Print every one of the records below verbatim, line by line.

---+---

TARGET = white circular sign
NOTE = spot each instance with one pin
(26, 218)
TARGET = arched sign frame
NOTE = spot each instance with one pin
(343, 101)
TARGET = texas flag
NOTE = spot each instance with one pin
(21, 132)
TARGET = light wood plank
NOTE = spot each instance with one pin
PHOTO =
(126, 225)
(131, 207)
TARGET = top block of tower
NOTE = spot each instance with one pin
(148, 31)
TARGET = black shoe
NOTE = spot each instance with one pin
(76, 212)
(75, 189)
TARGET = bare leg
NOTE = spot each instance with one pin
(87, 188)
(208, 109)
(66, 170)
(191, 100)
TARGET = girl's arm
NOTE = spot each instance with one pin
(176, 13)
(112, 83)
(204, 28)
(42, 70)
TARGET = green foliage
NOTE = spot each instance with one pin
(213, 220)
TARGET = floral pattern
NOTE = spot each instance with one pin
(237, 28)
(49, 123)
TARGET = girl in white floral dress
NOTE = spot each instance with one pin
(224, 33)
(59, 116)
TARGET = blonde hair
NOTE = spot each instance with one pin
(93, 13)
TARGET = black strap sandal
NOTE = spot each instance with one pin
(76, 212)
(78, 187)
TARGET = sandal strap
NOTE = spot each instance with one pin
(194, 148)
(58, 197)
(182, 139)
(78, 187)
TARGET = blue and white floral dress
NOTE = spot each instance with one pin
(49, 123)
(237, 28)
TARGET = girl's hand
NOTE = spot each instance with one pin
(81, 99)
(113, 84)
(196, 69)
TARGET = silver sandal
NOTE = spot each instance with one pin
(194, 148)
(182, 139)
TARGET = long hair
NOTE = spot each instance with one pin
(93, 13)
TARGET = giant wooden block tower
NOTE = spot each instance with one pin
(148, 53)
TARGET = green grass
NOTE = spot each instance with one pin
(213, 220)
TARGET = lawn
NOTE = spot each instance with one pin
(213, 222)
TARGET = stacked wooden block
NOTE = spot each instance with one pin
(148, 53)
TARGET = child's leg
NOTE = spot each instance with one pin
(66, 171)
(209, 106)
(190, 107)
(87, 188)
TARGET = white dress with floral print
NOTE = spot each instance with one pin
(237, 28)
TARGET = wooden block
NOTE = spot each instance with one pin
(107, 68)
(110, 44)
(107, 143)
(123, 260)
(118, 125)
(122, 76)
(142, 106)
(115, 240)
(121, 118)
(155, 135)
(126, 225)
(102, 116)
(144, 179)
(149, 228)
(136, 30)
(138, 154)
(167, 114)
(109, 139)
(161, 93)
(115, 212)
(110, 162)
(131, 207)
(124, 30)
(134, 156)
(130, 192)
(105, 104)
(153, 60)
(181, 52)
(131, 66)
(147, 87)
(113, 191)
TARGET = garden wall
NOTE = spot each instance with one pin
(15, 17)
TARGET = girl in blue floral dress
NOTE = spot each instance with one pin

---+---

**Solution for this task:**
TARGET = white circular sign
NOTE = spot each instance with one pin
(26, 218)
TARGET = arched sign frame
NOTE = spot each instance with one pin
(343, 101)
TARGET = texas flag
NOTE = spot each instance with one pin
(21, 132)
TARGET = light wood plank
NOTE = spot each instance with one pin
PHOTO =
(126, 225)
(131, 207)
TARGET = top block of tower
NOTE = spot each instance with one pin
(148, 31)
TARGET = black shoe
NOTE = spot each instance with one pin
(76, 212)
(75, 189)
TARGET = bare leg
NOTE = spot each instance with one pin
(87, 188)
(208, 109)
(66, 170)
(191, 100)
TARGET = girl's arm
NOTE = spot each instance with one pin
(176, 13)
(112, 83)
(204, 28)
(42, 70)
TARGET = green foliage
NOTE = spot each instance with one pin
(213, 220)
TARGET = floral pattern
NOTE = spot each instance with one pin
(237, 28)
(49, 123)
TARGET = girl in white floral dress
NOTE = spot each instance with one pin
(224, 33)
(59, 116)
TARGET = blonde hair
NOTE = spot each instance with one pin
(93, 13)
TARGET = black strap sandal
NOTE = spot each instance with one pin
(76, 212)
(78, 187)
TARGET = sandal strap
NOTE = spot each instance with one pin
(194, 148)
(58, 197)
(182, 139)
(78, 187)
TARGET = blue and white floral dress
NOTE = spot each instance with one pin
(49, 123)
(237, 28)
TARGET = girl's hand
NOTE = spot each instance with one pin
(81, 99)
(113, 84)
(196, 69)
TARGET = silver sandal
NOTE = spot each instance with one pin
(194, 148)
(182, 139)
TARGET = long hair
NOTE = spot each instance with one pin
(93, 13)
TARGET = giant wooden block tower
NOTE = spot each instance with one pin
(148, 53)
TARGET = green grass
NOTE = spot each instance with one pin
(213, 220)
TARGET = lawn
NOTE = spot each instance with one pin
(213, 222)
TARGET = stacked wooden block
NOTE = spot each instance with one pin
(148, 53)
TARGET = child's leg
NOTE = spot each instance with one pin
(66, 171)
(209, 106)
(190, 107)
(87, 188)
TARGET = white dress with floral print
NOTE = spot each instance with one pin
(237, 28)
TARGET = wooden block
NOTE = spot each instance with one pin
(107, 68)
(110, 44)
(107, 143)
(123, 260)
(118, 125)
(122, 76)
(142, 106)
(115, 240)
(121, 118)
(155, 135)
(126, 225)
(102, 116)
(144, 179)
(149, 228)
(136, 30)
(138, 154)
(167, 114)
(109, 139)
(161, 93)
(115, 212)
(110, 162)
(131, 207)
(124, 30)
(134, 156)
(130, 192)
(105, 104)
(153, 60)
(181, 52)
(131, 66)
(147, 87)
(113, 191)
TARGET = garden wall
NOTE = spot each instance with one pin
(15, 17)
TARGET = girl in blue floral dress
NOTE = spot each instance with one pin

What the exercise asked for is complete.